#### [Passage shown]
'''

# Vapor barrier in addition to paperbacked in MS??



## forcedreno2012 (Nov 9, 2012)

Is it advisable to add an additional plastic vapor barrier to the paper backed insulation for a house in MS? The exterior walls are wood siding then foam board then the insulation and then drywall. 

When we put the insulation back is it worth putting a plastic vapor barrier between the insulation and the drywall? I know this is common up north with the winters but would anything be gained by doing this down south where it gets really humid. 

THanks


----------



## Gary in WA (Mar 11, 2009)

No plastic vapor barrier or vapor retarder. Paper faced insulation is fine if not asphalt covered paper faced, keep it vapor open to dry inside, pp.14; http://www.buildingscience.com/documents/guides-and-manuals/gm-guide-insulating-sheathing

Other helpful hints, pp.31-33 and all the rest; http://www.buildingscience.com/documents/houseplans/hp-hot-humid-recommendations

Gary


----------



## Windows on Wash (Aug 30, 2011)

Putting a vapor barrier in your climate on the cold side wall would be about the most disastrous thing you could do.

If you were going to have any vapor barrier, it would be on the outside wall and not the inside wall.


----------



## forcedreno2012 (Nov 9, 2012)

Thanks guys, 

So if I am interpreting this right, no plastic vapor barrier and for the paper backed insulation put the paperside to the outside of the house. If this is true how do you staple the stuff when installing? - smoosh it in then staple then fluff or have I really got it backwards?


----------



## Windows on Wash (Aug 30, 2011)

Whats the exterior of the home construction?


----------



## forcedreno2012 (Nov 9, 2012)

WOW , from the outside in....

Originally - it was wood siding, black brick board (some type of black board filled with almost like particle board cardboard) and then the framing and R-7 insulation then drywall and a million coats of paint etc.

'''

[Point annotation entries]
'''

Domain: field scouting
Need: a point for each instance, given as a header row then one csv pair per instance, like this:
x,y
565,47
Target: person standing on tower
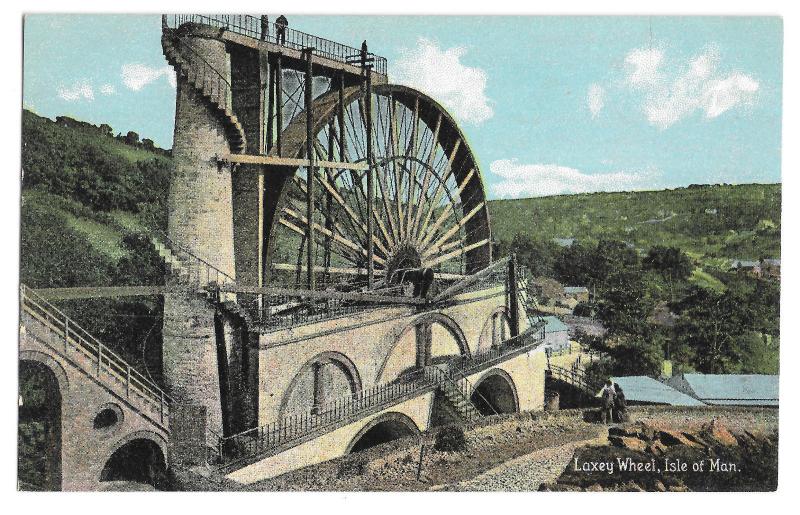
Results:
x,y
280,29
364,54
264,27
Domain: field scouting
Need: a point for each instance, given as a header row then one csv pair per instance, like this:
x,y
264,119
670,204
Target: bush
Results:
x,y
450,439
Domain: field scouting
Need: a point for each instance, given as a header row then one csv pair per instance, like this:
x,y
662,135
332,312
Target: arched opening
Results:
x,y
138,461
387,427
39,429
107,418
323,379
431,339
496,329
495,394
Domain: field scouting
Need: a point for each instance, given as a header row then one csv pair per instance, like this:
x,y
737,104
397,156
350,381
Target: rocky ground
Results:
x,y
531,451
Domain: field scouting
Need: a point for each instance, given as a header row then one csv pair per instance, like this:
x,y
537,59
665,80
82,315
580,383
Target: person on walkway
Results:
x,y
620,404
264,27
608,395
280,29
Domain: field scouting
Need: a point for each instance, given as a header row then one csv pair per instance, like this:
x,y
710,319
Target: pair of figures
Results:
x,y
614,407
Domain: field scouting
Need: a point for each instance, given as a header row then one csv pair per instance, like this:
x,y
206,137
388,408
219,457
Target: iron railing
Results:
x,y
251,26
293,428
575,377
96,359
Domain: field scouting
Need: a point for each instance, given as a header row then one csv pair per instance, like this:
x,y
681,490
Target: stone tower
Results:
x,y
200,222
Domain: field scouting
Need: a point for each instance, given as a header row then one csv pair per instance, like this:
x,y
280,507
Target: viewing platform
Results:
x,y
246,30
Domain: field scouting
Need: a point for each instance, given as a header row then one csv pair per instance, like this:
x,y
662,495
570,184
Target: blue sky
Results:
x,y
550,104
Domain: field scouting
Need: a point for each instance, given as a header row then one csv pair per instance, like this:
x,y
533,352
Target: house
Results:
x,y
579,293
729,389
556,333
771,268
744,266
641,390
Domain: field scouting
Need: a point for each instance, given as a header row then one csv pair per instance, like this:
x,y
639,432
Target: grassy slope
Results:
x,y
746,224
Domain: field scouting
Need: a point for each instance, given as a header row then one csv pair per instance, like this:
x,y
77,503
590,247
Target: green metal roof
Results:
x,y
554,325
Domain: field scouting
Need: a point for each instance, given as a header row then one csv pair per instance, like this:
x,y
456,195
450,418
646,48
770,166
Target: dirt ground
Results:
x,y
540,443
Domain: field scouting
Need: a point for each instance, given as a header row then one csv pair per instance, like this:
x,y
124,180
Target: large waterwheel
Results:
x,y
429,205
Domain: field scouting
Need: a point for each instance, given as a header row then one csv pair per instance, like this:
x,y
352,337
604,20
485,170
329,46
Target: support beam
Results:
x,y
370,181
311,156
513,296
316,294
287,162
279,104
96,292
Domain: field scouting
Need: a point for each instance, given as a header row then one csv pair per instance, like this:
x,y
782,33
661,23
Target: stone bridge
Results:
x,y
104,422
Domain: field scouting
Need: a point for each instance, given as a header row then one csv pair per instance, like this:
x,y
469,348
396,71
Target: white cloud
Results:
x,y
79,90
440,74
536,180
642,66
697,85
595,99
135,76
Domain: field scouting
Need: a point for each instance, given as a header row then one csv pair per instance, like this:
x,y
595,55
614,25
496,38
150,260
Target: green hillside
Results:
x,y
87,194
715,221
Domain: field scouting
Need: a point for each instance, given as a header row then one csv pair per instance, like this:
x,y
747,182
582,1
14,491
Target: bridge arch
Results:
x,y
496,329
42,390
139,457
324,377
495,392
428,339
381,429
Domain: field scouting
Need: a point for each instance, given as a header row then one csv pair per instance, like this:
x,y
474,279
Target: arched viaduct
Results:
x,y
104,423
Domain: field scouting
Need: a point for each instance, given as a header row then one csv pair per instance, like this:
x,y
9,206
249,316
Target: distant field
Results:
x,y
718,221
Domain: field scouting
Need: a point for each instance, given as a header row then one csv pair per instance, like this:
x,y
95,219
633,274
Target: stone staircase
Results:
x,y
455,391
173,263
209,83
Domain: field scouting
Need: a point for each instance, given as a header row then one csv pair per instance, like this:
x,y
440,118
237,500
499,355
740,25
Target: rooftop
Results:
x,y
647,389
730,389
554,325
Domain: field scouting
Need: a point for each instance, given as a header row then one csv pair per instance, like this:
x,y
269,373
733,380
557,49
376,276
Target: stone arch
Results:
x,y
306,382
496,392
410,338
381,429
139,457
492,332
40,422
53,364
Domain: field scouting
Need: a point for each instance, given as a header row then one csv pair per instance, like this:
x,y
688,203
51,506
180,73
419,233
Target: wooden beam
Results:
x,y
94,292
289,162
355,296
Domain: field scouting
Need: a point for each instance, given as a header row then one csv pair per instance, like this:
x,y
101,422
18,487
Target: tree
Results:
x,y
624,303
132,138
710,323
671,262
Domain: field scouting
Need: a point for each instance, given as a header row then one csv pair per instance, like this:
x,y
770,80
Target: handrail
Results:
x,y
574,377
105,360
251,26
294,427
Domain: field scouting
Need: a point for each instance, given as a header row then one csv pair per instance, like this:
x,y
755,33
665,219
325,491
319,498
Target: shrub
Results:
x,y
450,439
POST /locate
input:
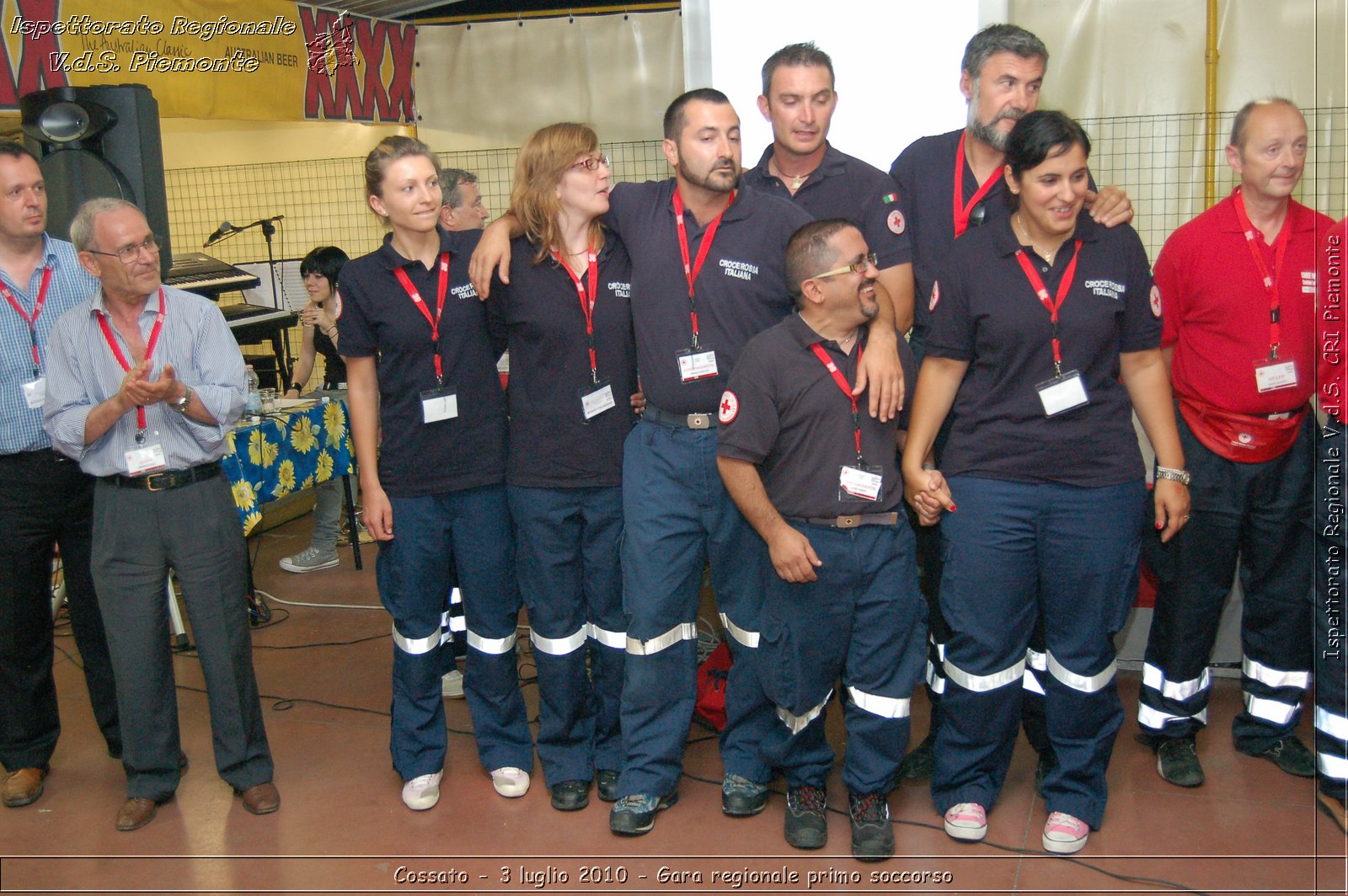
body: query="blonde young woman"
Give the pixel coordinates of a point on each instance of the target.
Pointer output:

'''

#### [Requirements]
A: Answer these questions about the vapor barrier thread.
(i) In the first post, what layers make up the exterior walls, from outside to inside?
(ii) According to Gary in WA, what kind of paper-faced insulation is not fine?
(iii) According to Windows on Wash, if there were going to be any vapor barrier, on which wall would it be?
B: Transcribe the part of the vapor barrier thread that opens with the words containing "Other helpful hints, pp.31-33" and closes with "the inside wall.".

#### [Task-by-task solutions]
A:
(i) Wood siding, then foam board, then the insulation, then drywall.
(ii) Asphalt-covered paper-faced insulation.
(iii) On the outside wall, not the inside wall.

B:
Other helpful hints, pp.31-33 and all the rest; http://www.buildingscience.com/documents/houseplans/hp-hot-humid-recommendations

Gary


----------



## Windows on Wash (Aug 30, 2011)

Putting a vapor barrier in your climate on the cold side wall would be about the most disastrous thing you could do.

If you were going to have any vapor barrier, it would be on the outside wall and not the inside wall.